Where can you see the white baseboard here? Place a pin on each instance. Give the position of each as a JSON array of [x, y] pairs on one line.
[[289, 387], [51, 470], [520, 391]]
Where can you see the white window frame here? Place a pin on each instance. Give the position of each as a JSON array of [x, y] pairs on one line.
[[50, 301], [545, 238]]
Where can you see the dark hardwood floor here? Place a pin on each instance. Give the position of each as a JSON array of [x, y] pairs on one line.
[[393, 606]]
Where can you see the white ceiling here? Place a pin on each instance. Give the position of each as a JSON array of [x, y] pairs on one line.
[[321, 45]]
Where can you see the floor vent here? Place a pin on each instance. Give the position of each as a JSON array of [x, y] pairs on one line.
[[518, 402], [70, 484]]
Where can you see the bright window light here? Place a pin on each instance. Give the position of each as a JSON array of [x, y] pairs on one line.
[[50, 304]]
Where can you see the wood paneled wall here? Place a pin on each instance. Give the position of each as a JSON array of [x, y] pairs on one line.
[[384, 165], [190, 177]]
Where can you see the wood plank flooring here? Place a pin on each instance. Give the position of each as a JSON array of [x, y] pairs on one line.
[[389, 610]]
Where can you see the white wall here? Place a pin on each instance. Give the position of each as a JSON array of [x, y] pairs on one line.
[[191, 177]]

──────────────────────────────

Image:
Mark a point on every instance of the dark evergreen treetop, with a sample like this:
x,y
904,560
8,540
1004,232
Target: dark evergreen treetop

──────────────────────────────

**Work task:** Search the entries for the word "evergreen" and show every line that has it.

**Output:**
Mark a point on every instance of the dark evergreen treetop, with a sample like this:
Target: dark evergreen treetop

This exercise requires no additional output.